## start PASSAGE TO READ

In other words, the essence of scene-oriented story generation lies in generating coherent and engaging story images, where variations in the scene are inevitably introduced to adapt to storytelling content. In this sense, our SceneDecorator is designed to function not as a low-level visual detail preserver but as a high-level visual semantic transmitter.

If strict low-level visual preservation were enforced, the task would devolve into image editing or inpainting, which diverges from the objective of mainstream story generation. In contrast, scene-oriented story generation preserves the core identity of the scene while allowing for controlled creative flexibility, which we believe is more aligned with real-world applications.

Furthermore, we have conducted extensive experiments demonstrating that our approach achieves state-of-the-art performance, as validated across three aspects of evaluation: quantitative metrics, qualitative analysis, and user studies. These results showcase the effectiveness of our method in balancing scene coherence and adaptability in the context of story generation.

## end PASSAGE TO READ

* WORK INSTRUCTIONS
A. Turn the paragraph of the SceneDecorator passage that begins "If strict low-level visual preservation" into a short bulleted list that keeps its main facts.
B. Summarize the SceneDecorator passage in two sentences.
C. Proceed with the SceneDecorator passage, writing on from its final sentence.
Nothing in the records is needed.

## start RECORD EXCERPTS

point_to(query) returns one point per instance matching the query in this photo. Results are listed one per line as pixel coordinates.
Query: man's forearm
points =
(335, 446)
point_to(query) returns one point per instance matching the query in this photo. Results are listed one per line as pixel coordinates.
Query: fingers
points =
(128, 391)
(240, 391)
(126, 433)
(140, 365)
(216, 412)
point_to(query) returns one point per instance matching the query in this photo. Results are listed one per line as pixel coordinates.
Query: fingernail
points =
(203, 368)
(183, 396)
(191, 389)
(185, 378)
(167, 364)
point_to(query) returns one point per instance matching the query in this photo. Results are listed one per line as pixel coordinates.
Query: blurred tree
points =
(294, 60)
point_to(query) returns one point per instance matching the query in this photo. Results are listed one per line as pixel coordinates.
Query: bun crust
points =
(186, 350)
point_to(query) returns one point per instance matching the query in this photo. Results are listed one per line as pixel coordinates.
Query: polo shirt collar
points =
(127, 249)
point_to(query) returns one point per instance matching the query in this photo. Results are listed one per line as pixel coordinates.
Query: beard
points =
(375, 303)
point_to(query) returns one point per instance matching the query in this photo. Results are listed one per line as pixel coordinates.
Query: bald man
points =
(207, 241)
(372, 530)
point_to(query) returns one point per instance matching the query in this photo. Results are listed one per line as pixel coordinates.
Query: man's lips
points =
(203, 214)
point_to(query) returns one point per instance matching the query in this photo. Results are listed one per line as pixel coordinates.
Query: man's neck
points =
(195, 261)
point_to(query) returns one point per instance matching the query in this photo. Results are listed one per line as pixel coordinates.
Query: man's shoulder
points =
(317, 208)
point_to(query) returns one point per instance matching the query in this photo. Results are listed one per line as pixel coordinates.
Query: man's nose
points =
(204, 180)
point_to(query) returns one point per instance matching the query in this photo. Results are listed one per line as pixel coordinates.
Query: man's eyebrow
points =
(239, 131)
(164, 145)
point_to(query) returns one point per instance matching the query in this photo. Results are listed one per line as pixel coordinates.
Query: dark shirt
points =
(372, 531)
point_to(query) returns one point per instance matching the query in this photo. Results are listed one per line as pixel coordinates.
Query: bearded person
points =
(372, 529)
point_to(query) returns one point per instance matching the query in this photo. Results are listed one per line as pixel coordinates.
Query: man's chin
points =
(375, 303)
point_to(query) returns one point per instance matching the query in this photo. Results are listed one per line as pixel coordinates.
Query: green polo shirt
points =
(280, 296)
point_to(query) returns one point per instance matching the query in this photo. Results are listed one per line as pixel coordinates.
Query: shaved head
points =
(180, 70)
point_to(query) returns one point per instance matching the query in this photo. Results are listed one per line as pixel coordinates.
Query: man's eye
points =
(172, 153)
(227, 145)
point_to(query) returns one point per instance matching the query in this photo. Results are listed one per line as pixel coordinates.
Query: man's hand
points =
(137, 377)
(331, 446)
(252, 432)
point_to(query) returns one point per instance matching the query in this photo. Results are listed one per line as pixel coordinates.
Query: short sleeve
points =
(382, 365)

## end RECORD EXCERPTS

* TASK-BY-TASK OUTPUTS
A.
- Enforcing strict low-level visual preservation would turn the task into image editing or inpainting.
- That would diverge from the objective of mainstream story generation.
- Scene-oriented story generation instead preserves the scene's core identity while allowing controlled creative flexibility.
- This approach is considered more aligned with real-world applications.

B. SceneDecorator is designed as a high-level visual semantic transmitter rather than a low-level visual detail preserver, since scene-oriented story generation must introduce scene variations to fit the storytelling content while keeping the scene's core identity. Extensive experiments using quantitative metrics, qualitative analysis, and user studies show that the approach achieves state-of-the-art performance and balances scene coherence with adaptability.

C.
We sincerely thank the reviewer for raising this critical point, and we hope this clarification addresses the concern.

评论

Thanks for the author's response. I may have further quick questions:

According to your response:

Such a task definition aligns with the widely recognized objective of mainstream story generation, allowing reasonable scene changes for contextual adjustments and adaptations to better fit the storylines, since scenes are not expected to remain completely static as the story changes.

One of the baselines you compared most is storydiffusion. From the storydiffusion we can see a figure of a complete storyline, which is composed of multiple images (>2), as you said in your rebuttal. It has a common people/object throughout the whole storyline. Although there are some changes, we can still figure out that it's telling a story.

But throughout the main paper of SceneDecorator, I can't see any figures that demonstrate a complete story generated by this method. Can those image pairs be called by storylines? Maybe that is not so obvious at least for me. So could you explain a bit about the differences among (1) your work SceneDecorator, (2) text & image conditioned single image generation, (3) Storydiffusion (4) complete storylines generation?

Thanks for your rebuttal again. I will increase my score if you can address my concerns.

评论

We sincerely appreciate your timely follow-up and insightful questions. In the following, we would like to present our point‑by‑point responses to your comments and concerns.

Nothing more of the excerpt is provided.